[[ Data provided open ]]

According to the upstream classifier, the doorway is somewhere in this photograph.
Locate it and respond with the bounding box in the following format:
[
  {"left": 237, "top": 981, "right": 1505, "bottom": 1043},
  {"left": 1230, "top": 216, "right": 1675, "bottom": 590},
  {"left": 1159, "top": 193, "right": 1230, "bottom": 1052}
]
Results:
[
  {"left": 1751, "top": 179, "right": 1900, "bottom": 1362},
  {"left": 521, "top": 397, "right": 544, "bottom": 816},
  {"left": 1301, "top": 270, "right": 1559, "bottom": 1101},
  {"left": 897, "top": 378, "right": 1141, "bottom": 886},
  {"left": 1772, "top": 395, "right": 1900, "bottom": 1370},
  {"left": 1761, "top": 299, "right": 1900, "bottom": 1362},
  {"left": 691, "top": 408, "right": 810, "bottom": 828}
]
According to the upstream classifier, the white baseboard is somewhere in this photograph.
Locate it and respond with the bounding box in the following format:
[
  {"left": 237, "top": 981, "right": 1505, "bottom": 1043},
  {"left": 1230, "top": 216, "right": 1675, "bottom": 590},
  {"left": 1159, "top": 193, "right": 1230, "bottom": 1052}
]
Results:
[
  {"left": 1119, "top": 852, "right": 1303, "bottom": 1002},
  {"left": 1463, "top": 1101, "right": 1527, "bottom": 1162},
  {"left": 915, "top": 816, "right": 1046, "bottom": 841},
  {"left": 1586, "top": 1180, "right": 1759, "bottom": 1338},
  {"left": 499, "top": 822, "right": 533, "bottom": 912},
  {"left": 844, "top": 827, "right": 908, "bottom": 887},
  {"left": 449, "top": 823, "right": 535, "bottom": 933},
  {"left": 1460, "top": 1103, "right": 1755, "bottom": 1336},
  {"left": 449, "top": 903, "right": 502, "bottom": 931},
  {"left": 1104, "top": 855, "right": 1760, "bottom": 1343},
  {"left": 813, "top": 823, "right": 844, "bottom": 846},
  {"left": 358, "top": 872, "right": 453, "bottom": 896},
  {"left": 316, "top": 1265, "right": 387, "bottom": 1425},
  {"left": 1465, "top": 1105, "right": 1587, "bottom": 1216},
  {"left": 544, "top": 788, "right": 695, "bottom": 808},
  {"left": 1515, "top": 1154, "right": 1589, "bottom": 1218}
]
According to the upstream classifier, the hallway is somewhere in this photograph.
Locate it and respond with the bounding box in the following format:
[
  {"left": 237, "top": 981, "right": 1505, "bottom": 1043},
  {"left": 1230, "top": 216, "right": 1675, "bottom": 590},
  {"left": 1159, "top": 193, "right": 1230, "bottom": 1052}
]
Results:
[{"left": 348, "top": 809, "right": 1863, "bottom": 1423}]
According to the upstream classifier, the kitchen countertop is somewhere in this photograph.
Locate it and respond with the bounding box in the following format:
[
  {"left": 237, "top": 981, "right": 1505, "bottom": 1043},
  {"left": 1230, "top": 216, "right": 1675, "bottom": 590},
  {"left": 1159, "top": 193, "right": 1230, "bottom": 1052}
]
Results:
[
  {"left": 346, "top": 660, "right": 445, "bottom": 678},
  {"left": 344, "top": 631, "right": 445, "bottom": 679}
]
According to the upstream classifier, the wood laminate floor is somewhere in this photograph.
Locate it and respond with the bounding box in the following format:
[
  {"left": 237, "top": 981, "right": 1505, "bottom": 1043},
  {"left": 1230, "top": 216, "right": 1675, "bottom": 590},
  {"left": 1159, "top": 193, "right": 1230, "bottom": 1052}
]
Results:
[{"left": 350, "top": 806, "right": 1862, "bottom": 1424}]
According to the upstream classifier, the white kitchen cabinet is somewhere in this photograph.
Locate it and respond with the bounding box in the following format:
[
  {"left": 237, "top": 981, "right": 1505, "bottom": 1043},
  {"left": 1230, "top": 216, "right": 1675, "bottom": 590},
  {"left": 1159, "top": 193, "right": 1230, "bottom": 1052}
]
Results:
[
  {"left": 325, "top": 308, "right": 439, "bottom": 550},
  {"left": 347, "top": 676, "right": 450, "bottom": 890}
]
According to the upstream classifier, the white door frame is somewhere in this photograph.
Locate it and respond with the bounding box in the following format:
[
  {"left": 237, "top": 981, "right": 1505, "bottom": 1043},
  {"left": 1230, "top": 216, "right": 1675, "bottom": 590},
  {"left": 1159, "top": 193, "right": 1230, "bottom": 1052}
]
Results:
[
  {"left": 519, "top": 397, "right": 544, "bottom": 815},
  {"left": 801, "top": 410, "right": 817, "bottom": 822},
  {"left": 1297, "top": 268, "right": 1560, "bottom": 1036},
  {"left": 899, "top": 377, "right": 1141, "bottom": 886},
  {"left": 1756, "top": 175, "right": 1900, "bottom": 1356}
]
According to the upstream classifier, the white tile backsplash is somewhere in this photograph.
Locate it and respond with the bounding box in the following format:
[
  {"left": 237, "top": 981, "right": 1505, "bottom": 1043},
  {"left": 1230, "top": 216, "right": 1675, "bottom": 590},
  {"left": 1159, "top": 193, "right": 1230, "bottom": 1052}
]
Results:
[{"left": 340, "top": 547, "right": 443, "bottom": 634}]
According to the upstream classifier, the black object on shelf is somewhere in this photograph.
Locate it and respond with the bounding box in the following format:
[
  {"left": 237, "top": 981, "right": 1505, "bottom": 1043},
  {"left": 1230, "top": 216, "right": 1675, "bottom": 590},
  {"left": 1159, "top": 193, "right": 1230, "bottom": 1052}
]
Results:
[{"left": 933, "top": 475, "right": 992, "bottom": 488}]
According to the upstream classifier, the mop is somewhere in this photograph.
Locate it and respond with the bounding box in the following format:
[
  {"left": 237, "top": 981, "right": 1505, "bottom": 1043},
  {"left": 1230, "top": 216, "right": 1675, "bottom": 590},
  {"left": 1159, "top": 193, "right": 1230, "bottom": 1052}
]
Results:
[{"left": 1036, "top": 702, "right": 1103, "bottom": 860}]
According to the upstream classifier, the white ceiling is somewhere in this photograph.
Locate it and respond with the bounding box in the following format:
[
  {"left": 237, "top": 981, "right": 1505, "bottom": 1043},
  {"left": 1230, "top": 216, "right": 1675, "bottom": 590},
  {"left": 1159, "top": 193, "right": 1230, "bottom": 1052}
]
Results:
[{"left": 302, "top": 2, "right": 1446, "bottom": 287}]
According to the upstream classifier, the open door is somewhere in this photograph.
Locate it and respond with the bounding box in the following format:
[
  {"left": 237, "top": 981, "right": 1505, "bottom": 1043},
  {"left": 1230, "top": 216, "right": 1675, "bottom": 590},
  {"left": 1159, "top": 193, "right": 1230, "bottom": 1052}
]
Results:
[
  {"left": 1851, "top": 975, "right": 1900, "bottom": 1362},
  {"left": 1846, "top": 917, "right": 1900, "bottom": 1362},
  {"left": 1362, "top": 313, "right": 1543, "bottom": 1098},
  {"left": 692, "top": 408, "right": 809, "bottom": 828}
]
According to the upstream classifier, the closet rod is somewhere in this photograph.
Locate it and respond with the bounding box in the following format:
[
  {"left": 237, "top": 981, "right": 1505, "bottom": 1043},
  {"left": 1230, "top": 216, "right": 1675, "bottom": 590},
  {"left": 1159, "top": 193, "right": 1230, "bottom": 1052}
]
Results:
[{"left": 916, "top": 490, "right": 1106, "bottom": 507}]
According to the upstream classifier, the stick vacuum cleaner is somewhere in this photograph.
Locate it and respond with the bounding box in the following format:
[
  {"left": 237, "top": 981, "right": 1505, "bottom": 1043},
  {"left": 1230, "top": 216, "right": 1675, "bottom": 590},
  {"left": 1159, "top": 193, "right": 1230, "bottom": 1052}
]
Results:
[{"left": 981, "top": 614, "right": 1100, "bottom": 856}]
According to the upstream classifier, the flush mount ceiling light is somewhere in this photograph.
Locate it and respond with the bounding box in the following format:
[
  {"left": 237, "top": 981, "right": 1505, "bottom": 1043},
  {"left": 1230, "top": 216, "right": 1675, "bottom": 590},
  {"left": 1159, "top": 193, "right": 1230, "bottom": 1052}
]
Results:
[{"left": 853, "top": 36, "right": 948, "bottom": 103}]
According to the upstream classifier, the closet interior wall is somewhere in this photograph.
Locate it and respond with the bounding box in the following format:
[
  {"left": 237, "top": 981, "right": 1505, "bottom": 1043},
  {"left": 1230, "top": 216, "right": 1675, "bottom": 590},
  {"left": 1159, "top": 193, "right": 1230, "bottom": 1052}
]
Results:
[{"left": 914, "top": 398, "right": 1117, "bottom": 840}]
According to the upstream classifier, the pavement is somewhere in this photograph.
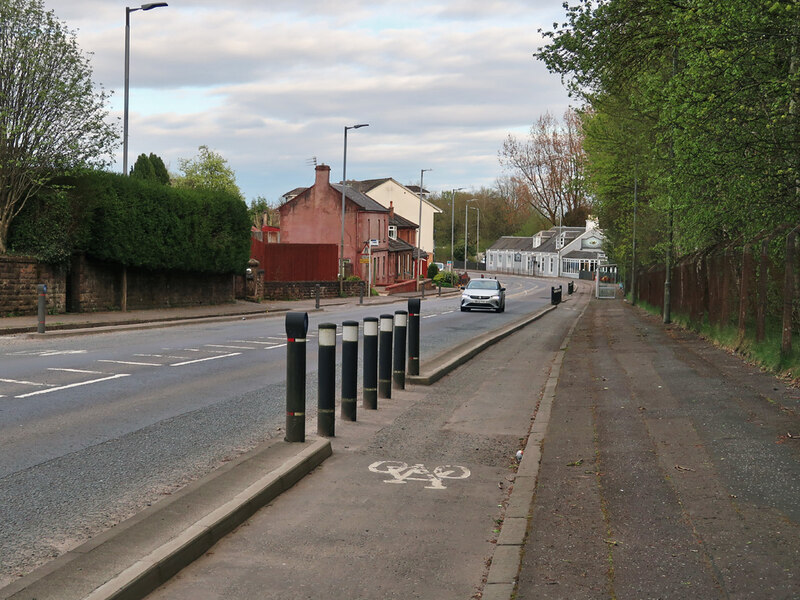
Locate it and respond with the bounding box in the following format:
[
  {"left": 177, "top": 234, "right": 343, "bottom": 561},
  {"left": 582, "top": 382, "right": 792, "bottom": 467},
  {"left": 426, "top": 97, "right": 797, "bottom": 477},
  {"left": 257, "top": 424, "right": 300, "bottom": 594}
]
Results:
[{"left": 2, "top": 281, "right": 799, "bottom": 599}]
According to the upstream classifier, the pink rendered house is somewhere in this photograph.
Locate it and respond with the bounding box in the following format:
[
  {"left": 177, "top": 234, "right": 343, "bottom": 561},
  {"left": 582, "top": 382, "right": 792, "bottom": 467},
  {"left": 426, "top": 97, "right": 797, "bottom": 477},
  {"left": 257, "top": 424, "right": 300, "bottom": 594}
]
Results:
[{"left": 279, "top": 165, "right": 417, "bottom": 286}]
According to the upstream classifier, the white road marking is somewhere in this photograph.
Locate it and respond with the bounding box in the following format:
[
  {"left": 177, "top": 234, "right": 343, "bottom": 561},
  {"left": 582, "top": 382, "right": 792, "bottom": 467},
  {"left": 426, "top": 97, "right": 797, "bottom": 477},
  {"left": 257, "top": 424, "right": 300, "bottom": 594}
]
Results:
[
  {"left": 265, "top": 344, "right": 286, "bottom": 350},
  {"left": 0, "top": 378, "right": 53, "bottom": 387},
  {"left": 368, "top": 461, "right": 471, "bottom": 490},
  {"left": 16, "top": 374, "right": 130, "bottom": 398},
  {"left": 441, "top": 310, "right": 455, "bottom": 314},
  {"left": 230, "top": 340, "right": 277, "bottom": 345},
  {"left": 134, "top": 353, "right": 189, "bottom": 359},
  {"left": 422, "top": 315, "right": 436, "bottom": 319},
  {"left": 170, "top": 352, "right": 241, "bottom": 367},
  {"left": 7, "top": 349, "right": 88, "bottom": 356},
  {"left": 204, "top": 344, "right": 256, "bottom": 350},
  {"left": 47, "top": 368, "right": 104, "bottom": 374},
  {"left": 98, "top": 359, "right": 162, "bottom": 367}
]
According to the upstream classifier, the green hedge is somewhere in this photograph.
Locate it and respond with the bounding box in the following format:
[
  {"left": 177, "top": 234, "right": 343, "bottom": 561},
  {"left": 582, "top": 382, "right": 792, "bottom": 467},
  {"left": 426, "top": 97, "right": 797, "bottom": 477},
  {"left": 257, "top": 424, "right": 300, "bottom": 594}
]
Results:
[{"left": 9, "top": 171, "right": 251, "bottom": 273}]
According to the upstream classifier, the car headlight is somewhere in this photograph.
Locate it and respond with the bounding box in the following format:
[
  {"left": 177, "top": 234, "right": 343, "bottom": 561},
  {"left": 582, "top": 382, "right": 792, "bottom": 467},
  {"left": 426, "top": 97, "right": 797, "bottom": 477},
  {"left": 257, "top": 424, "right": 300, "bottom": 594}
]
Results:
[{"left": 491, "top": 294, "right": 500, "bottom": 300}]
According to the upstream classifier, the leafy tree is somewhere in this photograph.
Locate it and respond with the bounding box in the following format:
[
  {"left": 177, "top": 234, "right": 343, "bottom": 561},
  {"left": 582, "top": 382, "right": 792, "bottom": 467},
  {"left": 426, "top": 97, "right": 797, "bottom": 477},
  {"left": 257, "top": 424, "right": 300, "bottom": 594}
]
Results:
[
  {"left": 0, "top": 0, "right": 118, "bottom": 253},
  {"left": 130, "top": 152, "right": 170, "bottom": 185},
  {"left": 248, "top": 195, "right": 279, "bottom": 228},
  {"left": 130, "top": 153, "right": 156, "bottom": 182},
  {"left": 149, "top": 153, "right": 170, "bottom": 185},
  {"left": 173, "top": 145, "right": 244, "bottom": 200}
]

[[ Data provided closed ]]

Check each line of the listing above for the string "white" and return those that contain it.

**Answer box:**
According to the upstream classifier, the white baseboard is somewhere in this photograph.
According to the upstream classifier, the white kitchen cabinet is somewhere in this photograph.
According to the upstream classifier, the white door frame is somewhere in this photograph.
According to the upstream classifier, the white tile backsplash is somewhere in this photograph.
According to the upstream classifier, the white ceiling is somewhere in this photograph.
According to the upstream classifier, the white road marking is somewhere in this photograph.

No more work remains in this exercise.